● **Short problem**
Transcribe the material below line for line, preserving every character and line break without alteration.

● **Working data**
[START]

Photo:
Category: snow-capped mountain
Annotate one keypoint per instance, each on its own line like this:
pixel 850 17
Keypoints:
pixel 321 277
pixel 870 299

[END]

● **Task solution**
Photo:
Category: snow-capped mountain
Annotate one keypoint per instance, each on its own line like this:
pixel 850 17
Keypoints:
pixel 321 277
pixel 870 299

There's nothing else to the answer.